_Given problem_
Output the lines below again, unchanged.

--- begin Input material ---

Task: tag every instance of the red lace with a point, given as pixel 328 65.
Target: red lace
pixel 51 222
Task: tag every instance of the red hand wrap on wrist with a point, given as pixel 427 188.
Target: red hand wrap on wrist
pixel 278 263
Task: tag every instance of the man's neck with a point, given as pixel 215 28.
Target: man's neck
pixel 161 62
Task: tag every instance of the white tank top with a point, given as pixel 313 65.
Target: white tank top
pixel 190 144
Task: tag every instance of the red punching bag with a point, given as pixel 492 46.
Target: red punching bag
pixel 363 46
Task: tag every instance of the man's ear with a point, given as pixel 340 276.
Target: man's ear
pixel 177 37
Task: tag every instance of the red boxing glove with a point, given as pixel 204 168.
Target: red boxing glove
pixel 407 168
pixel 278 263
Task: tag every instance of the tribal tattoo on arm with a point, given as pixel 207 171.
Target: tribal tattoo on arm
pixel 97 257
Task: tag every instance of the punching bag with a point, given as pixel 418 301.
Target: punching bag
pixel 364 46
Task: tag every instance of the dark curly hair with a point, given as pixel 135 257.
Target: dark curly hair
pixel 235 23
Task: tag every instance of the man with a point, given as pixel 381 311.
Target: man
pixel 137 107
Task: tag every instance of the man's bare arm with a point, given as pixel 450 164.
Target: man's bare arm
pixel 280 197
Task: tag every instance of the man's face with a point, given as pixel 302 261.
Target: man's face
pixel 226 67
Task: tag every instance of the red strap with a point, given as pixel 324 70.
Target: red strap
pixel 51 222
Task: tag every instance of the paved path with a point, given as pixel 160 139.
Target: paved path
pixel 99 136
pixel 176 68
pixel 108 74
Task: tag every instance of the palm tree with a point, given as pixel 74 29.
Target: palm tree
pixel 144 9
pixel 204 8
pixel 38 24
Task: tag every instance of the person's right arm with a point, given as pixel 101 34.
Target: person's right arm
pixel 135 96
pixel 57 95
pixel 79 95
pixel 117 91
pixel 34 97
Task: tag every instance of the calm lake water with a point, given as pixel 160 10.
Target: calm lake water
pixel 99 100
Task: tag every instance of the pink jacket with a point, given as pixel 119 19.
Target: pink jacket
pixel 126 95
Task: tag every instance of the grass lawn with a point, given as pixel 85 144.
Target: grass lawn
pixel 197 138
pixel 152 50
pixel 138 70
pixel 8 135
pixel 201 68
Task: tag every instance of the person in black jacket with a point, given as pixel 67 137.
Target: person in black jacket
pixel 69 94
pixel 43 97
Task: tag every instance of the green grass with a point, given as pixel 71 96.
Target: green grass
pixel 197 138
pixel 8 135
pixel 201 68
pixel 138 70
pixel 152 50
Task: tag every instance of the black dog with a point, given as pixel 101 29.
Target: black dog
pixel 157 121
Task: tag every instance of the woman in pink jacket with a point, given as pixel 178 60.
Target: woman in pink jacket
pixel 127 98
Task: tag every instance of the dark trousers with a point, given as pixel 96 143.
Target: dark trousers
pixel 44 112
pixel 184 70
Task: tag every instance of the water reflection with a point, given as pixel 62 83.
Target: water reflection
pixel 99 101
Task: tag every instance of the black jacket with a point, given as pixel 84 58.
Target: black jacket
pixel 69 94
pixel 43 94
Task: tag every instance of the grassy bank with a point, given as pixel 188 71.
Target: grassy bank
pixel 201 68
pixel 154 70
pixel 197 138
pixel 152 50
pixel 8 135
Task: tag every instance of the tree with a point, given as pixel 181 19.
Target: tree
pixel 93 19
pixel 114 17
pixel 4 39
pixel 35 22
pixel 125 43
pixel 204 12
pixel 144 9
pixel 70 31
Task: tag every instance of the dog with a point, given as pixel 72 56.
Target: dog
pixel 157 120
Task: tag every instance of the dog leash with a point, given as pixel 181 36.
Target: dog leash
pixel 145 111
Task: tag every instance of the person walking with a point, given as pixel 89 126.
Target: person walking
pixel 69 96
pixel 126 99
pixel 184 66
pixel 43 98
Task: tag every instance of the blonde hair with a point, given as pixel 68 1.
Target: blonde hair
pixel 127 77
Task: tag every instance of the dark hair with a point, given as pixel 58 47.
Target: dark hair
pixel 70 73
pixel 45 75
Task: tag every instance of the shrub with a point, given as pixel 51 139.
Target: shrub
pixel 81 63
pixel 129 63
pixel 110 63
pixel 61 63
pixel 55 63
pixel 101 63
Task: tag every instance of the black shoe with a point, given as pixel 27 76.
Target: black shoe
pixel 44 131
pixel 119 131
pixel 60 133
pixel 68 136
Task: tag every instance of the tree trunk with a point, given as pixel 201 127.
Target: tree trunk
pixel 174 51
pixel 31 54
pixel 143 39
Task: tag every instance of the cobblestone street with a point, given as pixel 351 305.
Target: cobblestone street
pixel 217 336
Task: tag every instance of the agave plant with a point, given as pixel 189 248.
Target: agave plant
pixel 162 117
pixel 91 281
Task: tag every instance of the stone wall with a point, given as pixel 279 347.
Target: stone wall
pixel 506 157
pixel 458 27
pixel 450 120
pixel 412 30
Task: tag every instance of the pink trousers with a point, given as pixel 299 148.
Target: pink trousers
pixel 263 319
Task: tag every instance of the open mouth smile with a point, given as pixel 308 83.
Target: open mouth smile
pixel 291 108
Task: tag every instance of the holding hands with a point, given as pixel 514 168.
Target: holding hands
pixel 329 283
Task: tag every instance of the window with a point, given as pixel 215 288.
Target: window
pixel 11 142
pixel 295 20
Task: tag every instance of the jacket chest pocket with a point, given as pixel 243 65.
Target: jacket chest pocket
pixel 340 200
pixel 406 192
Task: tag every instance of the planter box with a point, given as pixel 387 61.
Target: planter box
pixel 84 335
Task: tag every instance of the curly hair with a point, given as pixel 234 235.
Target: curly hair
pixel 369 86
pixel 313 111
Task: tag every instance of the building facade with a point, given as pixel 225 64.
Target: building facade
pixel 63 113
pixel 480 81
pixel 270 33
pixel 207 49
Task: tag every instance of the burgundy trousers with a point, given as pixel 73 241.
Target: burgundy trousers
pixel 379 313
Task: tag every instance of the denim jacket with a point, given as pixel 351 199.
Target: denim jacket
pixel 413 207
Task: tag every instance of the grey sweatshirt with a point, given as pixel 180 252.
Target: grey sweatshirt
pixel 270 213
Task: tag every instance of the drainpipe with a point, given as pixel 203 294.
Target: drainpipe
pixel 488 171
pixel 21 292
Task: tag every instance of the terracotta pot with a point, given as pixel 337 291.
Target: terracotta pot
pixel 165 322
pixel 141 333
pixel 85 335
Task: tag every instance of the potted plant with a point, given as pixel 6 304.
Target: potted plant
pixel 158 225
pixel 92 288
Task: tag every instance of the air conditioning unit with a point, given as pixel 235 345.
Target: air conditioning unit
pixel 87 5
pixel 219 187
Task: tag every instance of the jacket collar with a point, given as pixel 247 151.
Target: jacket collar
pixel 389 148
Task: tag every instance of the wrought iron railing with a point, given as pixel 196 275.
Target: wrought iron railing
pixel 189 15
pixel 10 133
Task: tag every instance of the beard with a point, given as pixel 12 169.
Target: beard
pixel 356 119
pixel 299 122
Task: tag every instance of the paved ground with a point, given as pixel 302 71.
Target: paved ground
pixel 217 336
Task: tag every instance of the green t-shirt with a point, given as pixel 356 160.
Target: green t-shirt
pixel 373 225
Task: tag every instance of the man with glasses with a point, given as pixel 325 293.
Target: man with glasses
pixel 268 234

--- end Input material ---

_Right answer_
Task: tag every instance of the red lace with a point, given as pixel 328 65.
Target: red lace
pixel 51 222
Task: tag every instance of the red hand wrap on wrist with a point, given as pixel 427 188.
Target: red hand wrap on wrist
pixel 278 263
Task: tag every instance of the man's neck with a point, given as pixel 215 28.
Target: man's neck
pixel 161 62
Task: tag every instance of the white tank top with a point, given as pixel 313 65.
Target: white tank top
pixel 190 144
Task: tag every instance of the red punching bag with a point, given as pixel 492 46.
Target: red punching bag
pixel 363 46
Task: tag every instance of the man's ear with a point, given as pixel 340 276.
Target: man's ear
pixel 177 37
Task: tag every instance of the red boxing glove with a point, given as pixel 204 168.
Target: red boxing glove
pixel 407 168
pixel 278 263
Task: tag every instance of the tribal tattoo on arm with a point, given as pixel 207 171.
Target: tribal tattoo on arm
pixel 97 257
Task: tag every instance of the punching bag with a point, given as pixel 418 301.
Target: punching bag
pixel 364 46
Task: tag every instance of the dark curly hair with a point, given as pixel 135 257.
Target: dark curly hair
pixel 235 23
Task: tag every instance of the man with a point, given as pixel 381 311.
Target: man
pixel 137 107
Task: tag every instance of the man's bare arm with a point, given as pixel 450 164.
Target: man's bare arm
pixel 280 197
Task: tag every instance of the man's face with a point, given as pixel 302 261.
Target: man's face
pixel 226 67
Task: tag every instance of the red strap with a point, given as pixel 324 70.
Target: red strap
pixel 51 222
Task: tag every instance of the paved path with a point, given as pixel 160 139.
Target: paved path
pixel 99 136
pixel 176 68
pixel 108 74
Task: tag every instance of the palm tree with a point, given as pixel 74 29.
Target: palm tree
pixel 144 9
pixel 204 8
pixel 38 24
Task: tag every instance of the person's right arm with a point, given as pixel 101 34.
Target: person's right arm
pixel 135 96
pixel 57 95
pixel 79 95
pixel 117 91
pixel 34 97
Task: tag every instance of the calm lake water with a point, given as pixel 160 10.
Target: calm lake water
pixel 99 100
Task: tag every instance of the pink jacket with a point, given as pixel 119 19.
Target: pink jacket
pixel 126 95
Task: tag every instance of the grass lawn with a point, given as pixel 85 144.
Target: grass lawn
pixel 197 138
pixel 152 50
pixel 138 70
pixel 8 135
pixel 201 68
Task: tag every instance of the person in black jacket with a point, given as pixel 67 137.
Target: person in black jacket
pixel 69 94
pixel 43 97
Task: tag every instance of the green grass with a point, given as pixel 71 96.
Target: green grass
pixel 197 138
pixel 8 135
pixel 201 68
pixel 138 70
pixel 152 50
Task: tag every instance of the black dog with a point, given as pixel 101 29.
Target: black dog
pixel 157 121
Task: tag every instance of the woman in pink jacket with a point, given as pixel 178 60.
Target: woman in pink jacket
pixel 127 98
Task: tag every instance of the dark trousers with a point, given as pixel 96 143.
Target: dark trousers
pixel 44 112
pixel 184 70
Task: tag every instance of the water reflection with a point, given as pixel 62 83.
Target: water reflection
pixel 99 101
Task: tag every instance of the black jacket with a point, given as pixel 84 58.
Target: black jacket
pixel 69 94
pixel 43 94
Task: tag every instance of the grassy bank with a point, given as pixel 188 71.
Target: grassy bank
pixel 201 68
pixel 154 70
pixel 197 138
pixel 152 50
pixel 8 135
Task: tag every instance of the tree with a point, given as pixel 181 19.
Target: tree
pixel 93 19
pixel 114 17
pixel 4 39
pixel 35 22
pixel 125 43
pixel 204 12
pixel 144 9
pixel 70 31
Task: tag every instance of the dog with a point, given as pixel 72 56.
Target: dog
pixel 157 120
Task: tag every instance of the dog leash with a point, given as pixel 181 36.
Target: dog leash
pixel 145 111
Task: tag every instance of the person walking with a point, given as pixel 89 126.
Target: person walking
pixel 69 96
pixel 126 99
pixel 184 66
pixel 43 98
Task: tag every instance of the blonde hair with a point, given as pixel 68 1.
Target: blonde hair
pixel 127 77
Task: tag every instance of the dark hair with a point, given as pixel 58 47.
Target: dark hair
pixel 70 73
pixel 45 75
Task: tag every instance of the shrub with a point, given as pixel 51 139.
Target: shrub
pixel 81 63
pixel 129 63
pixel 110 63
pixel 61 63
pixel 55 63
pixel 101 63
Task: tag every instance of the black shoe with a point, given as pixel 27 76.
Target: black shoe
pixel 44 131
pixel 119 131
pixel 60 133
pixel 68 136
Task: tag every instance of the tree trunk with a point, given as pixel 201 127.
Target: tree trunk
pixel 174 51
pixel 31 54
pixel 143 39
Task: tag every instance of the cobblestone street with a point, given as pixel 351 305.
Target: cobblestone street
pixel 217 336
Task: tag every instance of the agave plant with a point, given as pixel 189 248.
Target: agave plant
pixel 162 117
pixel 91 281
Task: tag every instance of the stone wall with a point, given as pixel 279 347.
Target: stone wall
pixel 506 157
pixel 458 27
pixel 450 120
pixel 412 30
Task: tag every instance of the pink trousers with a point, given as pixel 299 148.
Target: pink trousers
pixel 263 319
Task: tag every instance of the open mouth smile with a point, given as pixel 308 83.
Target: open mouth smile
pixel 291 108
Task: tag every instance of the holding hands with a point, given as pixel 514 168.
Target: holding hands
pixel 329 283
Task: tag every instance of the window with a point, given as pixel 215 288.
Target: window
pixel 11 142
pixel 295 20
Task: tag every instance of the jacket chest pocket with a point, given as pixel 243 65.
Target: jacket chest pocket
pixel 340 200
pixel 406 192
Task: tag every instance of the planter box with a point, given as pixel 387 61.
Target: planter box
pixel 84 335
Task: tag every instance of the curly hair with a point, given as pixel 234 235.
Target: curly hair
pixel 369 86
pixel 313 111
Task: tag every instance of the building facade with a point, given as pixel 225 64.
Target: building facade
pixel 63 113
pixel 480 81
pixel 270 33
pixel 207 49
Task: tag every instance of the burgundy trousers with a point, given as pixel 73 241.
Target: burgundy trousers
pixel 379 313
Task: tag every instance of the denim jacket with a point, given as pixel 351 199.
Target: denim jacket
pixel 413 207
Task: tag every instance of the grey sweatshirt with a point, given as pixel 180 252.
Target: grey sweatshirt
pixel 270 213
Task: tag every instance of the drainpipe with a point, given as pixel 203 294.
Target: drainpipe
pixel 488 171
pixel 21 292
Task: tag every instance of the terracotta pot with a point, given as pixel 337 291.
Target: terracotta pot
pixel 165 322
pixel 141 333
pixel 85 335
Task: tag every instance of the potted plant with a point, given as pixel 6 304.
Target: potted plant
pixel 158 225
pixel 92 288
Task: tag every instance of the air conditioning unit with a point, given as pixel 235 345.
Target: air conditioning unit
pixel 87 5
pixel 219 187
Task: tag every instance of the jacket collar with a point, given as pixel 247 151.
Target: jacket collar
pixel 389 148
Task: tag every instance of the wrought iron railing with a point, given as pixel 196 275.
Target: wrought iron railing
pixel 189 15
pixel 10 133
Task: tag every instance of the beard with a point, given as pixel 12 169.
Target: beard
pixel 356 119
pixel 299 122
Task: tag every instance of the paved ground with a point, given as pixel 302 71.
Target: paved ground
pixel 217 336
Task: tag every instance of the green t-shirt with a point, given as pixel 356 160.
Target: green t-shirt
pixel 373 225
Task: tag every instance of the man with glasses with a point, given as pixel 325 293.
Target: man with glasses
pixel 268 234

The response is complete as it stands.